------ Source material ------

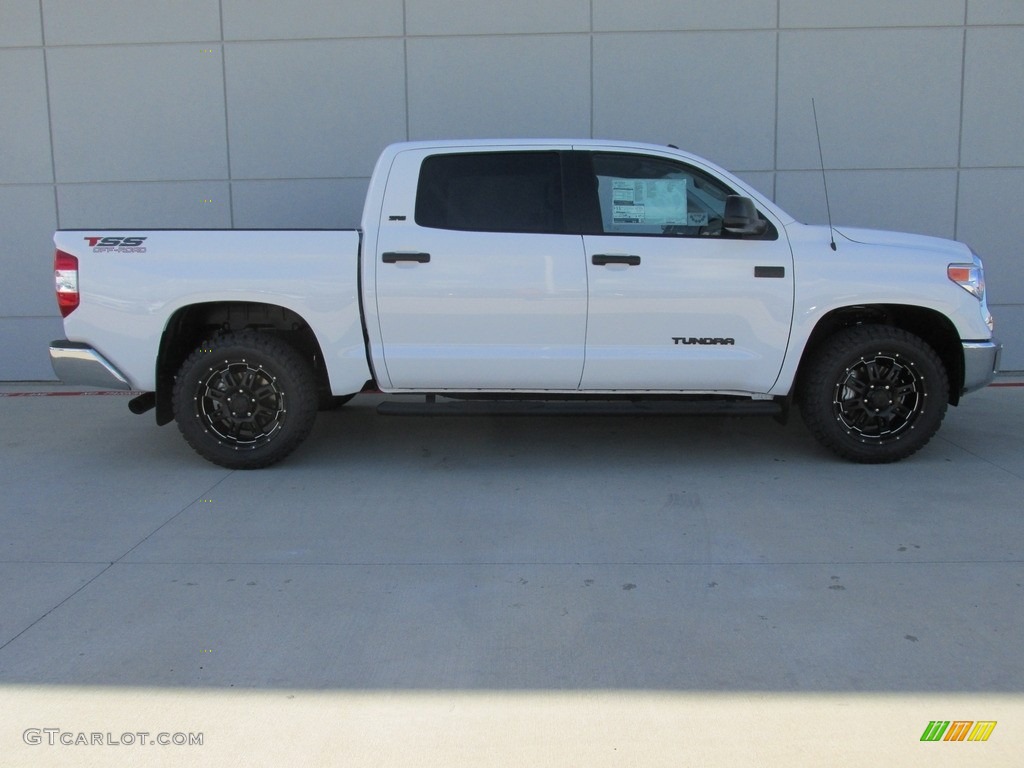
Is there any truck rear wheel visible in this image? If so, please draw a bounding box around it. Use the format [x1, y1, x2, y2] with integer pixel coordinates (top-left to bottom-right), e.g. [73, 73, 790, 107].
[173, 331, 317, 469]
[799, 326, 949, 464]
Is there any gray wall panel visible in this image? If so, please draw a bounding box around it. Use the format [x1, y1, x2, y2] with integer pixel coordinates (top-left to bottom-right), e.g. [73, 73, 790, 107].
[231, 178, 370, 229]
[57, 181, 231, 229]
[956, 168, 1024, 304]
[406, 0, 590, 35]
[778, 29, 963, 169]
[775, 170, 956, 238]
[0, 48, 53, 183]
[594, 32, 775, 170]
[43, 0, 220, 45]
[225, 40, 406, 178]
[779, 0, 973, 28]
[223, 0, 402, 40]
[47, 45, 227, 181]
[0, 317, 63, 381]
[594, 0, 777, 32]
[0, 184, 57, 316]
[409, 35, 590, 139]
[967, 0, 1024, 25]
[962, 27, 1024, 166]
[0, 0, 43, 47]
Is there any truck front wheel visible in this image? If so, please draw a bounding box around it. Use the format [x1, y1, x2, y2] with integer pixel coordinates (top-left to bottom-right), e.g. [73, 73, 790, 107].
[799, 326, 949, 464]
[173, 331, 317, 469]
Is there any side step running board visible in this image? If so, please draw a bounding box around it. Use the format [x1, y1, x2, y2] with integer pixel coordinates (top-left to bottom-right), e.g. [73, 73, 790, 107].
[377, 399, 783, 417]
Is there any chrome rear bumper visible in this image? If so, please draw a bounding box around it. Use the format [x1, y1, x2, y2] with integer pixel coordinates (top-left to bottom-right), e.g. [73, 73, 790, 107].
[50, 339, 132, 389]
[961, 339, 1002, 394]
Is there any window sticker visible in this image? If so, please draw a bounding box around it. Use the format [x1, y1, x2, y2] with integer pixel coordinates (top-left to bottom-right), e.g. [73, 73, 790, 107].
[611, 178, 684, 226]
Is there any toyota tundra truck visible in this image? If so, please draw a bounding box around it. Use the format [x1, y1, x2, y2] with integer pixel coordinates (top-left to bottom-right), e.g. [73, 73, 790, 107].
[49, 140, 1000, 469]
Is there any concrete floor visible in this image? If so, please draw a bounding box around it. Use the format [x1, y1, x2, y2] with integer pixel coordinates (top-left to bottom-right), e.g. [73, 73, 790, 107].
[0, 380, 1024, 767]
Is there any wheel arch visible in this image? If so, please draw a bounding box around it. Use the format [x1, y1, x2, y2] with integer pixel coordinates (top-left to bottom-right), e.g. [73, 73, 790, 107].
[156, 301, 330, 426]
[796, 304, 964, 406]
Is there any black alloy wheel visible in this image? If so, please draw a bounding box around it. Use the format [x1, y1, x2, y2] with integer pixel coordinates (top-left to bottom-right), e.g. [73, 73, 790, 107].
[173, 331, 318, 469]
[800, 326, 949, 464]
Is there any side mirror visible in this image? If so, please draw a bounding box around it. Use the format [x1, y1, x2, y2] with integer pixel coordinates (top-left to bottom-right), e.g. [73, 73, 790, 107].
[722, 195, 768, 237]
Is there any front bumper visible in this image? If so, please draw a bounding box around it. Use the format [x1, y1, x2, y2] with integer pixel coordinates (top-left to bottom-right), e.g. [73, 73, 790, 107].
[961, 339, 1002, 394]
[50, 339, 132, 389]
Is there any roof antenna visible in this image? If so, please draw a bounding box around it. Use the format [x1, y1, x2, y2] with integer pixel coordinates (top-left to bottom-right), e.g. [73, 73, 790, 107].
[811, 97, 836, 251]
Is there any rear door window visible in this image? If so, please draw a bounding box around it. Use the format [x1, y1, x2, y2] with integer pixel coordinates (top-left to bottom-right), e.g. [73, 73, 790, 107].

------

• What the task asks: Edit all of the material above by replacing "bounding box" with "rectangle" everywhere it appears and changing nothing else. Leave the pictures out of your answer.

• Response to the exercise:
Is there any truck rear wheel visible in this image? If so, please draw a rectangle around it. Use the format [x1, y1, x2, y2] with integer pixel coordinates (top-left to bottom-right), e.g. [73, 73, 790, 107].
[173, 331, 317, 469]
[799, 326, 949, 464]
Is there any gray wall panel visible in this image? If so, please draw a rectangle around it. Use the format [x1, y1, x2, y2] with integer pixel coordinates (top-left to bottom-right), e.g. [73, 73, 790, 107].
[231, 178, 370, 229]
[57, 181, 231, 229]
[956, 168, 1024, 304]
[406, 0, 590, 35]
[778, 29, 963, 169]
[775, 170, 956, 238]
[0, 48, 53, 183]
[594, 32, 775, 170]
[43, 0, 220, 45]
[225, 40, 406, 178]
[779, 0, 973, 28]
[223, 0, 402, 40]
[47, 45, 227, 181]
[0, 317, 63, 381]
[594, 0, 777, 32]
[0, 184, 57, 316]
[409, 35, 590, 139]
[967, 0, 1024, 25]
[962, 27, 1024, 166]
[0, 0, 43, 47]
Is there any truck front wheel visible in this image? If so, please draw a rectangle around it. Use the format [x1, y1, x2, y2] with integer pixel coordinates (top-left to bottom-right), e.g. [73, 73, 790, 107].
[799, 326, 949, 464]
[173, 331, 317, 469]
Is there any side step running board visible in this image? If so, please draw a rectangle around it. Use the format [x1, y1, x2, y2] with integer pixel coordinates (top-left to bottom-right), e.g. [73, 73, 790, 107].
[377, 399, 783, 417]
Is there any chrome rear bumper visible in this image? If so, please draw a rectangle around it. Use the format [x1, y1, x2, y2] with integer pixel coordinates (top-left to bottom-right), e.g. [73, 73, 790, 107].
[50, 339, 132, 389]
[961, 339, 1002, 394]
Is there any window sticker visible in this image? If so, please draw a rectangle around it. Use the format [x1, y1, x2, y2] with integer pixel coordinates (top-left to bottom-right), e.g. [73, 73, 790, 107].
[611, 178, 684, 226]
Is there any toyota tundra truck visible in this image? If so, please draw a rectangle around it. Use the format [x1, y1, x2, y2] with integer pixel coordinates (top-left to bottom-right), e.g. [73, 73, 790, 107].
[49, 140, 1000, 469]
Is there any concrete floor visible in this image? If so, please draw a rectangle around it. Use the format [x1, y1, x2, y2] with integer pixel coordinates (top-left to bottom-right), e.g. [73, 73, 790, 107].
[0, 380, 1024, 767]
Is there any wheel arch visible in this image? If so, please draw a rectangle around it. Use the format [x1, y1, x2, y2] with integer pixel coordinates (top-left to bottom-right), e.g. [73, 73, 790, 107].
[156, 301, 330, 426]
[796, 304, 964, 406]
Is there any black alloy wheel visible in this image? If so, please draw a rectangle around it. Use the format [x1, y1, x2, y2] with integer pixel coordinates (top-left to bottom-right), e.g. [73, 73, 790, 107].
[173, 331, 318, 469]
[800, 326, 949, 464]
Is there any side mirror visible in this image? If so, please draw a rectangle around it. Use the format [x1, y1, x2, y2] with integer pixel coordinates (top-left to bottom-right), e.g. [73, 73, 790, 107].
[722, 195, 768, 237]
Is there any front bumper visible in this image? If so, please draw a rectangle around it. Use the format [x1, y1, x2, y2] with integer pixel coordinates (top-left to bottom-right), e.g. [73, 73, 790, 107].
[961, 339, 1002, 394]
[50, 339, 132, 389]
Is there any roof antenna visible in this image? If so, please draw a rectangle around it. Use the format [x1, y1, x2, y2] with integer pixel coordinates (top-left to bottom-right), e.g. [73, 73, 790, 107].
[811, 97, 836, 251]
Is there any rear door window visible in this image? If so, please draw a rectangle around it. Use the format [x1, y1, x2, y2] with integer pixel coordinates (top-left to bottom-right), e.g. [73, 73, 790, 107].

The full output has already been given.